EXERCISE DIRECTIONS
Collect every line below that contains the word "person" and copy each one out. Case counts, so a line matches only if the capitalization is the same.
════════════════════
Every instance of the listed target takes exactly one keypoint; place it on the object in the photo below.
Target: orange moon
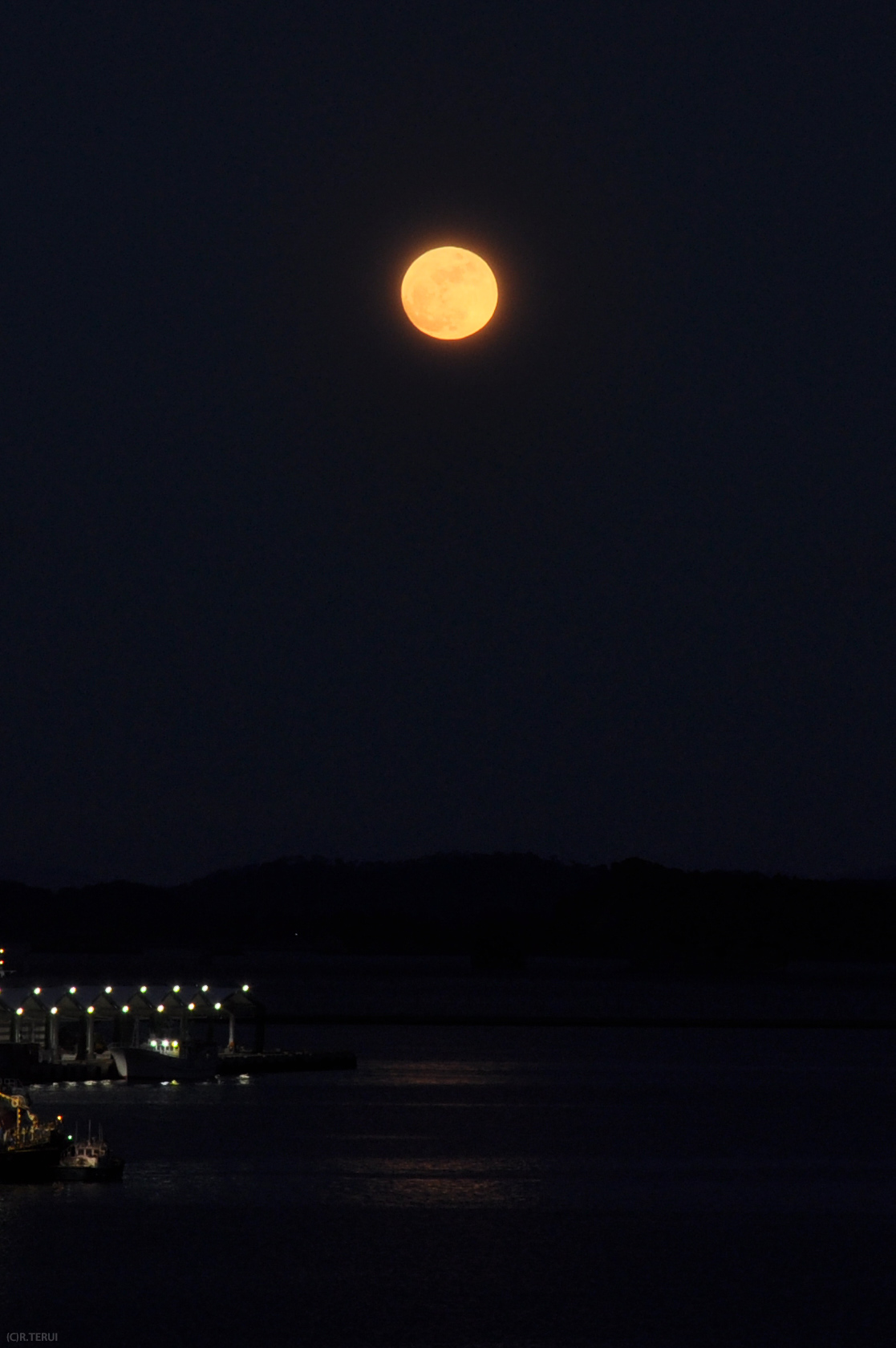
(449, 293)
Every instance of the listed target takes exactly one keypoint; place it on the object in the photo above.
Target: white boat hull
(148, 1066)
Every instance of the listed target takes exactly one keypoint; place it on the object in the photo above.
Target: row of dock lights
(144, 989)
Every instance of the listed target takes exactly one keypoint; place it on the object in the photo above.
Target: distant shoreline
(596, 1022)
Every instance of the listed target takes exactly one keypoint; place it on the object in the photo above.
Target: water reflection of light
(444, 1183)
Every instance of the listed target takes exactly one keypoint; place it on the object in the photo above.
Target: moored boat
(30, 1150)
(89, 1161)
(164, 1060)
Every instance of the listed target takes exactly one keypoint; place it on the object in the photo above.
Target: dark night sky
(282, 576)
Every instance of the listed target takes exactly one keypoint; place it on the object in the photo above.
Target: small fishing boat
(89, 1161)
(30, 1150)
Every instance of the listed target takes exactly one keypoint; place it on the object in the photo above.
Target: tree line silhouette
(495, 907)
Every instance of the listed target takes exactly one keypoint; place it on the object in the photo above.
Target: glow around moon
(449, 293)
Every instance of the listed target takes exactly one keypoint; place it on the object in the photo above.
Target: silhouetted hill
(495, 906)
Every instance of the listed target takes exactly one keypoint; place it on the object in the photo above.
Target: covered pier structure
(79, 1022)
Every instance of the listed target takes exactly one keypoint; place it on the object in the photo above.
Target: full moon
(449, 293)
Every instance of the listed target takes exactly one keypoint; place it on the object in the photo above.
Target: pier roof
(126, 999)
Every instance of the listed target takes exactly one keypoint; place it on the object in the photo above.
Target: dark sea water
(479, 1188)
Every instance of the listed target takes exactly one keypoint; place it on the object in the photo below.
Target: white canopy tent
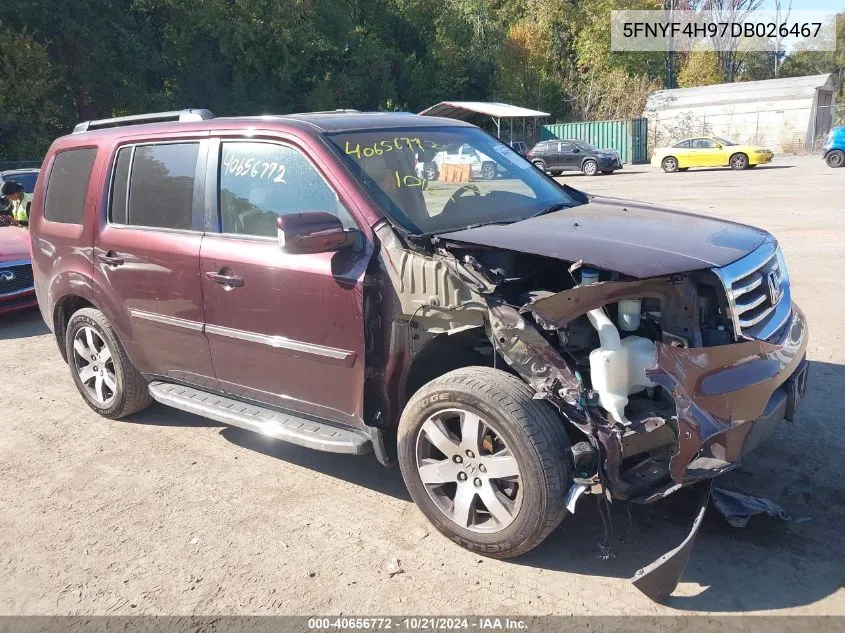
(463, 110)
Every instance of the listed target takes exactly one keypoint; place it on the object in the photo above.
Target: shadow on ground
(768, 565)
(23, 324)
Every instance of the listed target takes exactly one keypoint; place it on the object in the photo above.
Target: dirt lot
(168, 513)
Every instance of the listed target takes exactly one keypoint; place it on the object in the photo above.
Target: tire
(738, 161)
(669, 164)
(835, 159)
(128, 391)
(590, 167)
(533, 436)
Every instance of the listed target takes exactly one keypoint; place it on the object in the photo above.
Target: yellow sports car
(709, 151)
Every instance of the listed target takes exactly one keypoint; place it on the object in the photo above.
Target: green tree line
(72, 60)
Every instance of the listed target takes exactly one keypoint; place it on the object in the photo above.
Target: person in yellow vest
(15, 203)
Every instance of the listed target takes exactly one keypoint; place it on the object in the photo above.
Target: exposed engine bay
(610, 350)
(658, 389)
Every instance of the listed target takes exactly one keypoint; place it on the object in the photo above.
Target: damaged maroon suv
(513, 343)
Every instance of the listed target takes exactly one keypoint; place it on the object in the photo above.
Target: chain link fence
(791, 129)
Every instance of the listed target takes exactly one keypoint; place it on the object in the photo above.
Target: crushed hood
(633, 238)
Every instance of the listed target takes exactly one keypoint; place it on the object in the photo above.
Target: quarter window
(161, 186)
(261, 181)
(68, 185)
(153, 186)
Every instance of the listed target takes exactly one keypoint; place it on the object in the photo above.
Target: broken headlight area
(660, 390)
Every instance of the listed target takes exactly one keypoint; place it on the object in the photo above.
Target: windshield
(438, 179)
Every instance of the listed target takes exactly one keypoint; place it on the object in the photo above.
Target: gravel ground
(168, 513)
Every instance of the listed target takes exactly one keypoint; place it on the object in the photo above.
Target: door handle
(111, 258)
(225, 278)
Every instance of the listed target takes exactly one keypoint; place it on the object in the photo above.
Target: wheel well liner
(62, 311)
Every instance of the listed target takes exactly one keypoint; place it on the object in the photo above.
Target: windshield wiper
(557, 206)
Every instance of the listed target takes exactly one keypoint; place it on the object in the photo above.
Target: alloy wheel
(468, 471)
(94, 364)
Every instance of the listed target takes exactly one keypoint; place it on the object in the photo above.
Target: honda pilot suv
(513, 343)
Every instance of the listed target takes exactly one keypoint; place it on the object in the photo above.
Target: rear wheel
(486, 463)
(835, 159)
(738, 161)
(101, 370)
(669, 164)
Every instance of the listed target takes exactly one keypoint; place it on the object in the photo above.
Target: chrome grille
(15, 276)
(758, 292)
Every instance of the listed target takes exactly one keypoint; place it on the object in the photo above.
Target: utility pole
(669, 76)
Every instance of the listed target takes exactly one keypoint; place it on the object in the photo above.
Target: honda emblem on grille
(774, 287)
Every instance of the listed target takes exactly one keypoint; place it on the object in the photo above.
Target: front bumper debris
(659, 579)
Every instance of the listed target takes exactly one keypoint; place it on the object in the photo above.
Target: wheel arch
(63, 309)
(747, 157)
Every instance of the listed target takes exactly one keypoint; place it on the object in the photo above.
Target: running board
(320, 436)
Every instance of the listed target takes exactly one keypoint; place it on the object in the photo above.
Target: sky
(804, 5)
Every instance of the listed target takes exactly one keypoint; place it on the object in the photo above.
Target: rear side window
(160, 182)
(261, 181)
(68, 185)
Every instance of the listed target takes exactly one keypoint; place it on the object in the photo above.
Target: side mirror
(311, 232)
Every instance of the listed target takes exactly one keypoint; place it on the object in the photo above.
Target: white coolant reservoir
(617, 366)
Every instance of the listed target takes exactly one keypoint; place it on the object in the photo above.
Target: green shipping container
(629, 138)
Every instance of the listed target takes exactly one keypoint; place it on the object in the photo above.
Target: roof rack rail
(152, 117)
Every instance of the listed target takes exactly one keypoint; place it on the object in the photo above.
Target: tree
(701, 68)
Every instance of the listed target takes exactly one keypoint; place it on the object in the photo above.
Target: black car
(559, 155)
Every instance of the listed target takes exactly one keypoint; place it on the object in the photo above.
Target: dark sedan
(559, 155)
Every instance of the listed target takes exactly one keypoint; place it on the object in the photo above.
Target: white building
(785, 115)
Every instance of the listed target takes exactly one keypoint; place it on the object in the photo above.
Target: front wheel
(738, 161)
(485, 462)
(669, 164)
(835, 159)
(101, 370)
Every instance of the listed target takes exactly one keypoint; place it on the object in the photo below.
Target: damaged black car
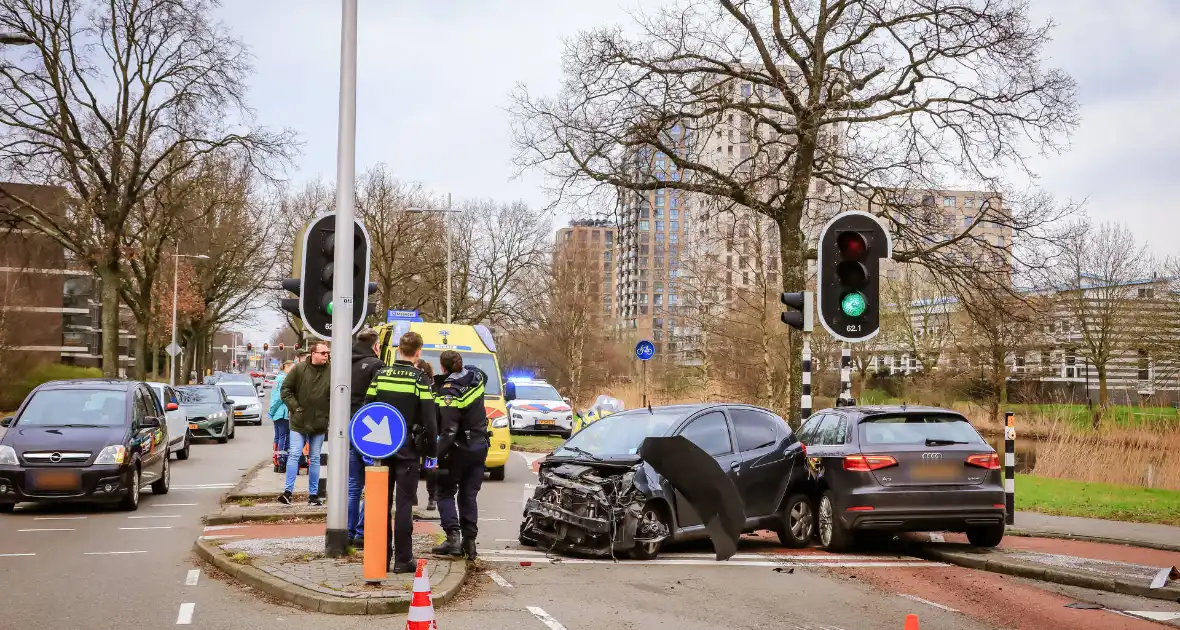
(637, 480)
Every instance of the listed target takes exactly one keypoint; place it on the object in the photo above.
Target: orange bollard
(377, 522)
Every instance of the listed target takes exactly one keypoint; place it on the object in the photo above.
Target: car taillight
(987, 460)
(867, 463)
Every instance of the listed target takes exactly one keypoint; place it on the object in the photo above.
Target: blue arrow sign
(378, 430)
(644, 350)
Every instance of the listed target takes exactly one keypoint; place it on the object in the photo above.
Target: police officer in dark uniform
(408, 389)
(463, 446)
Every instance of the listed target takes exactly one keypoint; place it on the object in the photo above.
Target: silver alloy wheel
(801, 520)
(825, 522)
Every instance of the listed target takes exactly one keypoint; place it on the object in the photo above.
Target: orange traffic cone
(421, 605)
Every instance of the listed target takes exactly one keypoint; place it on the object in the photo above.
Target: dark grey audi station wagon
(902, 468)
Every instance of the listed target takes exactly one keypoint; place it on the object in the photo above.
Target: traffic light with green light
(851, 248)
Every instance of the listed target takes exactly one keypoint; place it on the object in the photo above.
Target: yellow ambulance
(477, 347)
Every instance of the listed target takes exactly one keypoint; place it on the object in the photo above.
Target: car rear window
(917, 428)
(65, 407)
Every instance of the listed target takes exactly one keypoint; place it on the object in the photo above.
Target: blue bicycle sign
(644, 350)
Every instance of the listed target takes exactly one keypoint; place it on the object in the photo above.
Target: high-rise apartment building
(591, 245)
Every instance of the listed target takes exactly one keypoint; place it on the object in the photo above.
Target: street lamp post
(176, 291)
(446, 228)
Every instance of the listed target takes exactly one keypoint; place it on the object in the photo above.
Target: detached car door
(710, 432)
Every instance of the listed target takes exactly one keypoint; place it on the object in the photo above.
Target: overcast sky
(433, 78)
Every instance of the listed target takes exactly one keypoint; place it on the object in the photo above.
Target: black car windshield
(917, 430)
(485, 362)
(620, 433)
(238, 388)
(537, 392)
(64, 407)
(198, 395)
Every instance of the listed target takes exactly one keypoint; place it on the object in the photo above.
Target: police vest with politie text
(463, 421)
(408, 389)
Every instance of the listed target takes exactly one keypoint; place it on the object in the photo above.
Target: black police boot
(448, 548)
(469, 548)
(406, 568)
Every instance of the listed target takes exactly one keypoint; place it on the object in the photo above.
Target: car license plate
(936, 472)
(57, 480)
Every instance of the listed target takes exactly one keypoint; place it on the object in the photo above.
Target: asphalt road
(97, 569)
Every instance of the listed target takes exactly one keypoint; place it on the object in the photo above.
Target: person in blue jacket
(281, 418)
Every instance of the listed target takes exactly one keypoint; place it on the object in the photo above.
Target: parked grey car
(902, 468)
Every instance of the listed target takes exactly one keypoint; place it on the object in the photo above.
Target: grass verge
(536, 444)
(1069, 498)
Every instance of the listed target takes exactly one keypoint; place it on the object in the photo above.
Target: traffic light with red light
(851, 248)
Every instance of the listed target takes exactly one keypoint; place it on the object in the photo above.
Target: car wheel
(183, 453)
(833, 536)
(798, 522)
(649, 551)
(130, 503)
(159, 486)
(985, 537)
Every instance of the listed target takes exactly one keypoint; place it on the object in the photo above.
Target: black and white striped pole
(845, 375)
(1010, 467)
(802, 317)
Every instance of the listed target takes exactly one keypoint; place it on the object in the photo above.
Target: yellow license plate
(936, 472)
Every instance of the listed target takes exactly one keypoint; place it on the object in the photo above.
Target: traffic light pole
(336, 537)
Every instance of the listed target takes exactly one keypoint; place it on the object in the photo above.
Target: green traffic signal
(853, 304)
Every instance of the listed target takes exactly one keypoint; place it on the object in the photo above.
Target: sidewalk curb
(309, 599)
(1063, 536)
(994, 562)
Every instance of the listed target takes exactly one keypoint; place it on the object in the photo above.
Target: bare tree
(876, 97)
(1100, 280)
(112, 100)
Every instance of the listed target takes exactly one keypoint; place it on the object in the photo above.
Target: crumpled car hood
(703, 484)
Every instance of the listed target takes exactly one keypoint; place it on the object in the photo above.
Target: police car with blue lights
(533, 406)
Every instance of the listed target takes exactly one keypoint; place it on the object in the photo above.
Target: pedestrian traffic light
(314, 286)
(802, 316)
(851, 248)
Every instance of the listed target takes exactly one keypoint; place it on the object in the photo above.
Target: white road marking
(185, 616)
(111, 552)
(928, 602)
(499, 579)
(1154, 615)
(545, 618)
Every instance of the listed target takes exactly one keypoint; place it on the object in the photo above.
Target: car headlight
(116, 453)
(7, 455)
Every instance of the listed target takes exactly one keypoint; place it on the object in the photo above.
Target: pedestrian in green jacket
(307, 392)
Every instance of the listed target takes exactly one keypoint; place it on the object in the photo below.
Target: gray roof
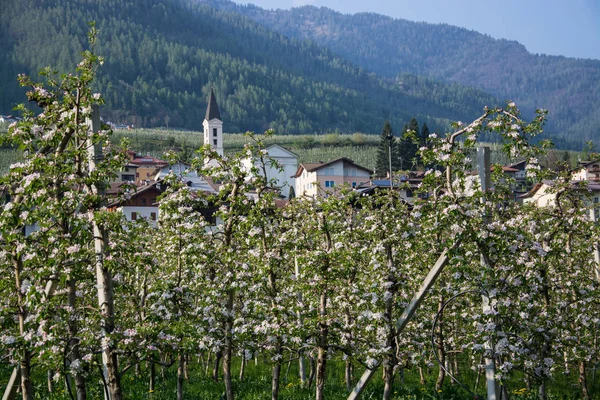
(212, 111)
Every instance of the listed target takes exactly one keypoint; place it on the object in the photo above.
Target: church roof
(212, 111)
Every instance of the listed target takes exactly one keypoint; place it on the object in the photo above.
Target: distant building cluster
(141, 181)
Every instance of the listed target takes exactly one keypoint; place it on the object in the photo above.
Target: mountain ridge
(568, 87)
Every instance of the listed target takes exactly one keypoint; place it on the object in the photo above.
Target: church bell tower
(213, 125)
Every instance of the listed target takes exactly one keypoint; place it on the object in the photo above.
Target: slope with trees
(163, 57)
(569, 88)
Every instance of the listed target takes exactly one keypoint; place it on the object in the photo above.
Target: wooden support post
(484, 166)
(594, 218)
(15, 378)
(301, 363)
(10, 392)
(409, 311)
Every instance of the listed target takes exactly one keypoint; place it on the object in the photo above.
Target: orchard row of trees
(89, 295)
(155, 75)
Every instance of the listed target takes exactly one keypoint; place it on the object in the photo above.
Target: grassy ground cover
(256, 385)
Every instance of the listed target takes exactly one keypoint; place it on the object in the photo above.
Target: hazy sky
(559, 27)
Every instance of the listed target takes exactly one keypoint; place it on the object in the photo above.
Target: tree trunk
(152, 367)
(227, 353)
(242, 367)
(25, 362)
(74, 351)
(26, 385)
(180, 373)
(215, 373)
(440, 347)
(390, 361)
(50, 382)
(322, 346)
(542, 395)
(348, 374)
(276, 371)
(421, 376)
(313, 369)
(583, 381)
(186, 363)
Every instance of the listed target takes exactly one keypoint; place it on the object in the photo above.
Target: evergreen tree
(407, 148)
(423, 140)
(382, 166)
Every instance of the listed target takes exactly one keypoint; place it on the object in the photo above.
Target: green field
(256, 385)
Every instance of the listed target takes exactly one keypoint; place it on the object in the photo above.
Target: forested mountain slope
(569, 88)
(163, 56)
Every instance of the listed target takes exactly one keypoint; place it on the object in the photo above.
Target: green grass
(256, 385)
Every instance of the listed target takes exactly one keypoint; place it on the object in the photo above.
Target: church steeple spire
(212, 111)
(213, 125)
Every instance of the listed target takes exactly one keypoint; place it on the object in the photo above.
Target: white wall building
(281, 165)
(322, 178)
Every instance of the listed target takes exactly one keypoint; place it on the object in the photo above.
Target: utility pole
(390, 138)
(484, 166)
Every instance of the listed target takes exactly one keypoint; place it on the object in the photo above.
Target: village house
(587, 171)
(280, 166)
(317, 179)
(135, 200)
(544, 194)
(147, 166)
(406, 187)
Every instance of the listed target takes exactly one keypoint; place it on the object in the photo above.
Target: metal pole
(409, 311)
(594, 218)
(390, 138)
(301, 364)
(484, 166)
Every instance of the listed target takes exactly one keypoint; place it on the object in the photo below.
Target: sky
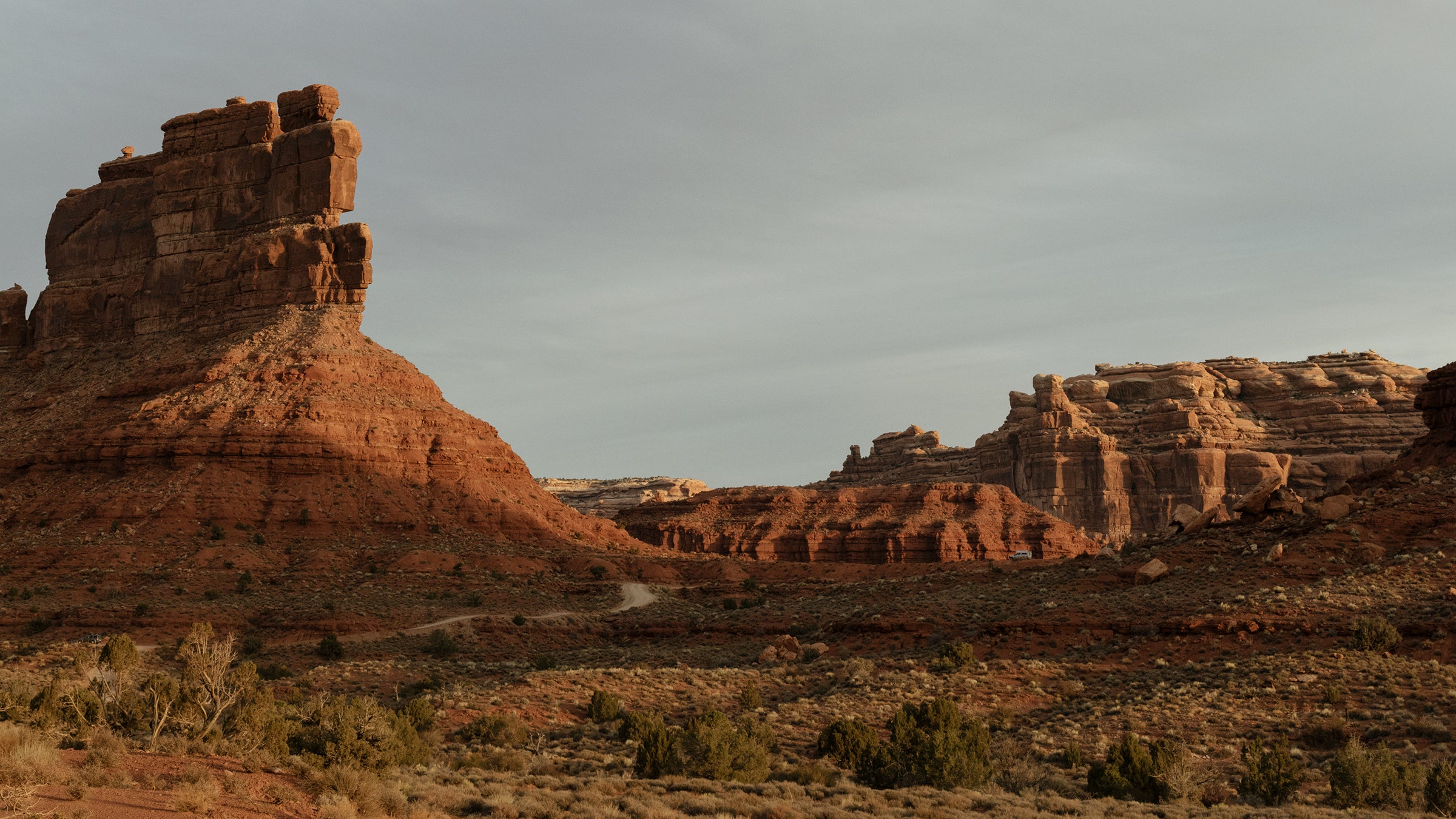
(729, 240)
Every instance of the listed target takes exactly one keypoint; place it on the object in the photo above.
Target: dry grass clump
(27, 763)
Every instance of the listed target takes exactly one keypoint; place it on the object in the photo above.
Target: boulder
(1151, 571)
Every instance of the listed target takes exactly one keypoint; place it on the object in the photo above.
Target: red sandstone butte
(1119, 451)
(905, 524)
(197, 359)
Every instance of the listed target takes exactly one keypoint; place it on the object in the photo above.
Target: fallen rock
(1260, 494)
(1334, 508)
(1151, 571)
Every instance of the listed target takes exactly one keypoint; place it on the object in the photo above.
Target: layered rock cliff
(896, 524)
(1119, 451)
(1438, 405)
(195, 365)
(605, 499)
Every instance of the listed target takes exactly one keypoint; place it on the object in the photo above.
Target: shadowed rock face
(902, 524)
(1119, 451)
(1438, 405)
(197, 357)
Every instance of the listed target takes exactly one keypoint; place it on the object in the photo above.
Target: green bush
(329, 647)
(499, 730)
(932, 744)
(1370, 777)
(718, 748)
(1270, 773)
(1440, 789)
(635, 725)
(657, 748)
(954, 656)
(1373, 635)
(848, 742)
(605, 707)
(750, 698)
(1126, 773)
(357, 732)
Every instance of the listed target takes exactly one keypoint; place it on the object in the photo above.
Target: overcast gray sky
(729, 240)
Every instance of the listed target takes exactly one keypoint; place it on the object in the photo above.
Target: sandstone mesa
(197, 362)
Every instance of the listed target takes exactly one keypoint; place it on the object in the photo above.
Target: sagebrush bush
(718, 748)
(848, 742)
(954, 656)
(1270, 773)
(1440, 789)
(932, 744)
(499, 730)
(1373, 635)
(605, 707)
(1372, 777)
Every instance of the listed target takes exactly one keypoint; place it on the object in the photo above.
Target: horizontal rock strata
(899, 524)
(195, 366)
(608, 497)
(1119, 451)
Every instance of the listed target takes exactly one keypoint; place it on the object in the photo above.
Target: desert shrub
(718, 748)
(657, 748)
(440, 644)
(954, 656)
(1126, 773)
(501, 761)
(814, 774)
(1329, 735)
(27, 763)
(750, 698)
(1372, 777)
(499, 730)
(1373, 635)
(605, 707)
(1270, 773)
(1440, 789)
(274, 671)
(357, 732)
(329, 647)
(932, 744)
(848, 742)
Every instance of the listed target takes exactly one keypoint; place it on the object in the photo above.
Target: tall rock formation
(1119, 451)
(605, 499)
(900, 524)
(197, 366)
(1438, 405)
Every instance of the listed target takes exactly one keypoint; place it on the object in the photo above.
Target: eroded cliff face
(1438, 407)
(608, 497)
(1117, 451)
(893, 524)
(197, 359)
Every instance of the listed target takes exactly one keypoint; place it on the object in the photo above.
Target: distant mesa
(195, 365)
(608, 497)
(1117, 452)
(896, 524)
════════════════════
CORRECT RESPONSE
Target: person in yellow vest
Target: person in blue jacket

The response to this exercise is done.